**EXERCISE REQUIREMENTS**.
Rewrite the material below with every "Indicate" changed to "Mark", leaving everything else as it is. Leave the pictures out of your output.

--- START THE INPUT ---

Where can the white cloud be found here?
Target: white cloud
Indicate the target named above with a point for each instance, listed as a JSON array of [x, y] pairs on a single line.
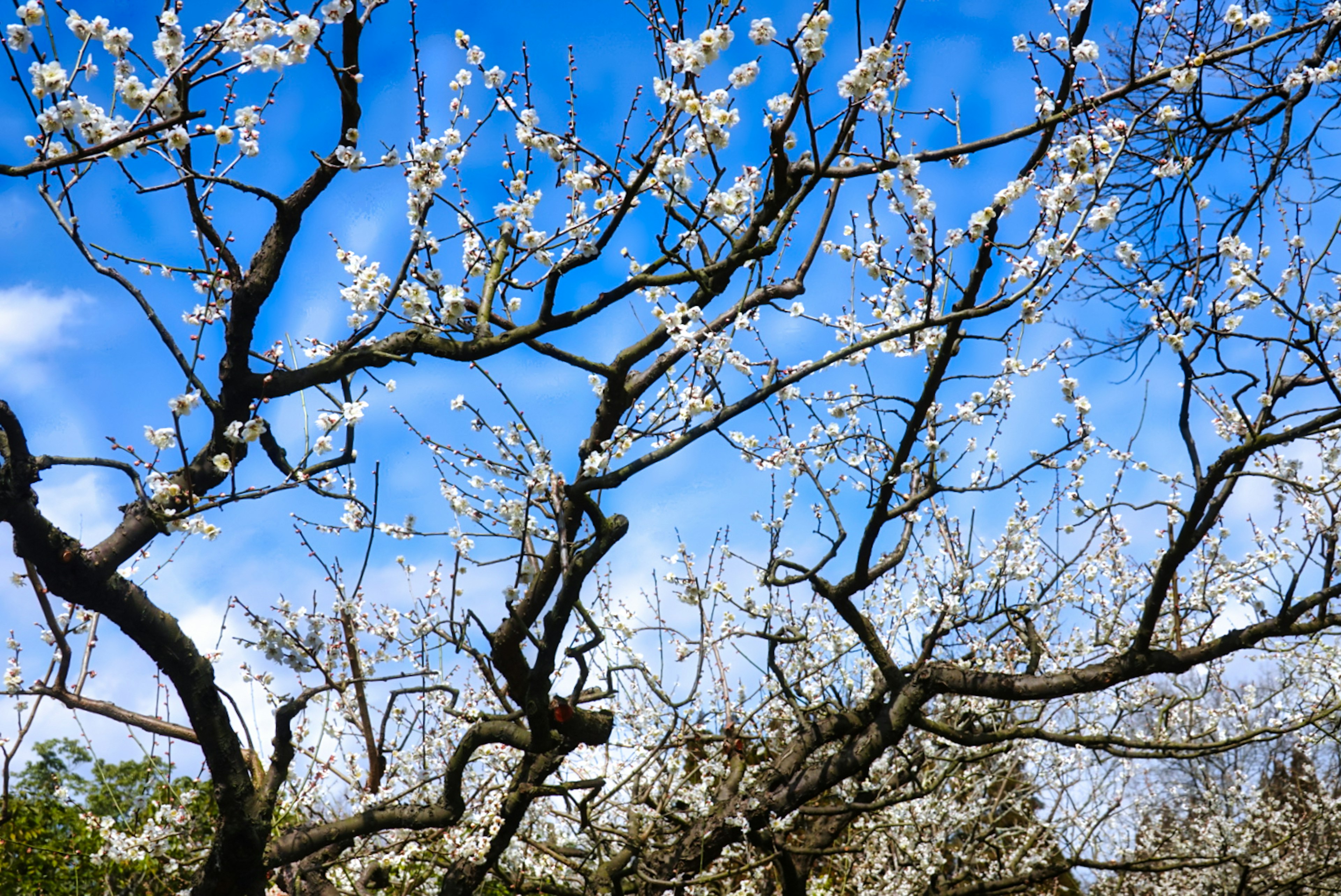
[[34, 324], [34, 320]]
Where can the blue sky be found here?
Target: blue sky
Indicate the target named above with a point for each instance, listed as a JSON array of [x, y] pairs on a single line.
[[80, 364]]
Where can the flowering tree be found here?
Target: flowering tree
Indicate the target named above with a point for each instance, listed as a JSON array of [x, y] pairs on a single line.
[[980, 600]]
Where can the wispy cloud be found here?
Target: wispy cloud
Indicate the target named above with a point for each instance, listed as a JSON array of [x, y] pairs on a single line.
[[34, 324]]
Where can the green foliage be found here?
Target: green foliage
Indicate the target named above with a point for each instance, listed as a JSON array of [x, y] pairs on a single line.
[[53, 848]]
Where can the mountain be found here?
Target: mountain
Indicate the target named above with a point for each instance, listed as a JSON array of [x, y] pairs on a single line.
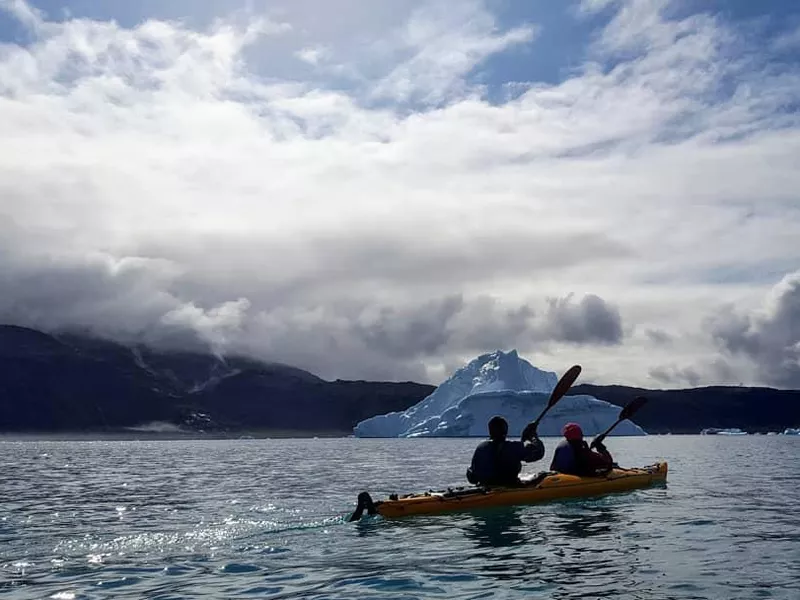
[[753, 409], [79, 383], [498, 383], [70, 382]]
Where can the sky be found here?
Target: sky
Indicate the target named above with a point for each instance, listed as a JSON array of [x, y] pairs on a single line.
[[385, 190]]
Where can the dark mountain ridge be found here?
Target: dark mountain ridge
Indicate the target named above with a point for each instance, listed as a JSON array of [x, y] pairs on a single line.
[[77, 383], [74, 383]]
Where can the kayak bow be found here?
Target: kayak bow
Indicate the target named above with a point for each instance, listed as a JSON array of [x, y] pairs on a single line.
[[542, 488]]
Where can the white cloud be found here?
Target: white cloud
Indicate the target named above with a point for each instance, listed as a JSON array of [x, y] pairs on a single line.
[[156, 177]]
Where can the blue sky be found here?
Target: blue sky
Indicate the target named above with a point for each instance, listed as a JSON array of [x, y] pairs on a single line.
[[385, 190]]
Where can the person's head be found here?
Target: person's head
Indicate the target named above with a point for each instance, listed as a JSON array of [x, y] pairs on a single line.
[[572, 432], [498, 428]]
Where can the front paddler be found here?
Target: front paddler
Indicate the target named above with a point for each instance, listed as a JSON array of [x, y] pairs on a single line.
[[498, 461]]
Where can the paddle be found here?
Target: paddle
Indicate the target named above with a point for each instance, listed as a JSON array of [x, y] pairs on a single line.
[[626, 413], [562, 387]]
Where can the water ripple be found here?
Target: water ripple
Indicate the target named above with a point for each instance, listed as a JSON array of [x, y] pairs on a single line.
[[266, 519]]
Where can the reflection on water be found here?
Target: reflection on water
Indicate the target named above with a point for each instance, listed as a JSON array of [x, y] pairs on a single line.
[[587, 522], [264, 519], [497, 528]]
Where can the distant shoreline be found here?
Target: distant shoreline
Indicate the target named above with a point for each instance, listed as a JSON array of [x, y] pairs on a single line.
[[283, 434]]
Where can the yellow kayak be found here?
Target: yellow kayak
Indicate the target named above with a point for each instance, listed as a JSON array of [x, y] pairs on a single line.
[[542, 488]]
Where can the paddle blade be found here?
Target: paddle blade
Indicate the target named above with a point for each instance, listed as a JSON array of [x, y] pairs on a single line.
[[563, 385], [632, 407]]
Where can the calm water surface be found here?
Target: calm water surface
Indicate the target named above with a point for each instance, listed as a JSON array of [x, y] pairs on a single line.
[[265, 519]]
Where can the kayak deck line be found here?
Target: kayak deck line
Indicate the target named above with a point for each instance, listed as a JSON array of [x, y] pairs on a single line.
[[543, 487]]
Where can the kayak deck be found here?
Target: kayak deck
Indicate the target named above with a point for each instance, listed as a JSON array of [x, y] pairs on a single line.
[[542, 488]]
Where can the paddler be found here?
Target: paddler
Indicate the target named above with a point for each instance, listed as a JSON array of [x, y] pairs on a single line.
[[573, 456], [498, 461]]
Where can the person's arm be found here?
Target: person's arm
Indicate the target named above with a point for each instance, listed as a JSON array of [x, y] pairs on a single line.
[[532, 450], [601, 459]]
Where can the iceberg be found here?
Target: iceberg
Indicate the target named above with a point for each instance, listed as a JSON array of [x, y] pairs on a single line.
[[718, 431], [497, 383]]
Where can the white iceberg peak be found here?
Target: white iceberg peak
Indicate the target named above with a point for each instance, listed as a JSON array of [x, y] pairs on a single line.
[[499, 383]]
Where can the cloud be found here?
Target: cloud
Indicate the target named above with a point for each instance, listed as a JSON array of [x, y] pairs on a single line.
[[379, 213], [658, 336], [443, 42], [592, 320], [770, 337]]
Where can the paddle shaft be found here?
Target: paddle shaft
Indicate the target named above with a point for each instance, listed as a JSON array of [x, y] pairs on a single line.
[[561, 389]]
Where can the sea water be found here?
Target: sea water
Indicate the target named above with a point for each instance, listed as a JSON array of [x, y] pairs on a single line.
[[266, 519]]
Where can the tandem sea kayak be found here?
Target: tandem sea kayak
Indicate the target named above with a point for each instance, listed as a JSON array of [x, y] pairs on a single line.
[[542, 488]]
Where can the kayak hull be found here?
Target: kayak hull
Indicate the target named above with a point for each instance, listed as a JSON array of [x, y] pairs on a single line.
[[546, 487]]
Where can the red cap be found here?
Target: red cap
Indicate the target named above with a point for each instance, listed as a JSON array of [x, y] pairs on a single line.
[[572, 431]]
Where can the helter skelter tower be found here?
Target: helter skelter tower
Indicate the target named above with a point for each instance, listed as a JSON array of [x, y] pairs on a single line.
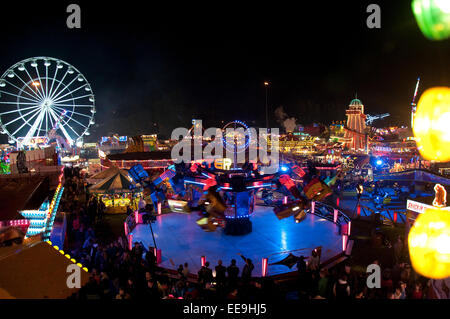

--- END THE INPUT ---

**RESPONSE TO THE EXERCISE**.
Where can the white cloud be found here?
Target: white cloud
Mark the target named above with a point for each instance, listed as a JSON array of [x, y] pairs on a single line.
[[34, 324], [34, 320]]
Where can the blue sky be found here?
Target: blue sky
Mark the target named above with a point for each instance, listed as a JSON array of [x, y] pairs on a single line.
[[80, 364]]
Where can the flowering tree be found here?
Target: flowering tree
Mark the target named above with a point for each instance, listed as a JSON array of [x, y] pairs on a single line.
[[980, 600]]
Where can the wispy cloud be found here?
Target: wispy cloud
Mark the target named above with a point for each instance, listed as a JSON array of [x, y] pairs on a single line.
[[34, 324]]
Where can the green foliage be found here?
Target: green foliage
Mark the target named above with a point for each instance, listed as a JSON array of [x, y] pairs on a single line.
[[53, 848]]
Where can the mountain be found here?
Target: mountain
Mark the target named above with a point for each instance, listed as a JSON array of [x, y] pairs on a single line.
[[753, 409], [79, 383], [498, 383], [70, 382]]
Where can the sky be found here?
Target: sky
Mark the target named above with a point for each instance, listed as a JSON array of [x, y] pairs on a single line.
[[385, 190]]
Where can the dark mountain ridge be found here?
Target: dark mountain ridge
Mark the target named above with a point for each instance, listed as a JSON array of [x, y] pairs on a single line.
[[77, 383], [74, 383]]
Where can the kayak bow be found here?
Target: kayak bow
Mark the target named above with a point for each instance, listed as a JSON array of [x, y] pairs on a single line.
[[542, 488]]
Where can the white cloud be found here?
Target: white cloud
Mark the target named above with a point for each instance, listed as a JSON array of [x, y] pairs on a single line.
[[156, 177]]
Where can the blue sky be found here?
Target: blue sky
Mark the target named above with a point for each instance, listed as a JSON array of [x, y] pairs on a single line.
[[385, 190]]
Where can the person's head be found here?
Target: person's head
Mark the target named above with a point for each instance, listed as a JSON array of [x, y] pairs on a single line.
[[572, 432], [498, 428]]
Where can the front paddler be found here?
Target: front paddler
Mark the target named above with a point for each instance, listed as a JSON array of [x, y] pairs on a single line.
[[498, 461]]
Where can the paddle be found here?
Target: paddle
Mark the target named above with a point for each instance, listed as a JSON array of [x, y] pairs on a single line.
[[626, 413], [562, 387]]
Where can the water ripple be found here?
Target: water ripple
Mark the target named above with a point for each instance, listed as a JSON array of [x, y] pairs on a single line.
[[266, 519]]
Where can the reflection on water be found here?
Target: reflection on water
Mark the target named above with a point for each instance, listed as a JSON array of [x, y] pairs on a single line.
[[587, 522], [264, 519], [497, 528]]
Where can the distant shoreline be found here?
Target: distant shoreline
Mark the target named above with a point for each instance, listed as a JSON array of [x, y] pairs on a single line.
[[283, 434]]
Where can the yellow kayak be found here?
Target: yellow kayak
Mark the target named above with a point for each instance, listed as a JSON array of [x, y] pairs on a single line.
[[542, 488]]
Where can the paddle blade be found here?
Target: paddle blade
Mark the target named above with a point for each instance, listed as a JSON array of [x, y] pairs on a single line.
[[563, 385], [632, 407]]
Where can the calm water surface be found here?
Target: calm water surface
Mark the target named above with a point for each instance, listed as a JSON array of [x, y] pairs on a single line.
[[265, 519]]
Where can the kayak deck line be found here?
Target: kayak deck line
Mark the target named above with a point for each instance, listed as a JSON array of [x, y] pairs on a single line.
[[543, 487]]
Where can the kayak deck be found here?
Target: kayak deck
Mark the target named above with a point for each instance, listed as a JSON array of [x, y] pairs on a single line.
[[542, 488]]
Where can the paddler be found here?
Target: paddler
Mark the target named above with a point for each instance, listed as a JSON array of [x, y] pairs on a single line.
[[573, 456], [498, 461]]
Where can the person's arm be found here?
Target: person's arm
Mark the target named above with a point for each instance, listed as a JSON array of [x, y] pairs on a single line.
[[532, 450], [601, 459]]
Where can the iceberg be found here?
Target: iceberg
Mark the target named above with a point for each instance, listed as a JSON array of [x, y] pairs on a single line.
[[718, 431], [497, 383]]
Where can the white iceberg peak be found here?
Target: white iceberg peak
Mark the target named above with a point for each instance, listed as a JSON array of [x, y] pairs on a single line.
[[499, 383]]
Where can the cloud be found here?
Target: cloud
Mark the target named above with a point for each instance, listed as a JSON array of [x, y] pairs on a single line.
[[379, 213], [658, 336], [443, 42], [592, 320], [770, 337]]
Where can the paddle shaft be found here?
Target: paddle shaft
Mark the target named above with a point for each instance, listed as a JSON array of [x, y] pairs on a single line.
[[561, 389]]
Where can the sea water be found here?
Target: sea water
Mark the target named above with a point for each instance, listed as a JSON array of [x, y] pairs on a single line.
[[266, 519]]
Where can the tandem sea kayak be found here?
Target: tandem sea kayak
Mark the target named above with a point for each instance, listed as a JSON array of [x, y] pairs on a single line.
[[542, 488]]
Where can the kayak hull be found here?
Target: kayak hull
Mark the target named above with a point for each instance, listed as a JSON array of [x, y] pairs on a single line.
[[546, 487]]
Where can the red cap be found here?
Target: red cap
Mark the target named above with a point for each instance, listed as a JSON array of [x, y] pairs on a single line.
[[572, 431]]
Where can the helter skelter tower be found here?
Target: helter skelter tower
Mark the target named above with a point for each instance, listed as a JSON array of [x, y] pairs on a single line.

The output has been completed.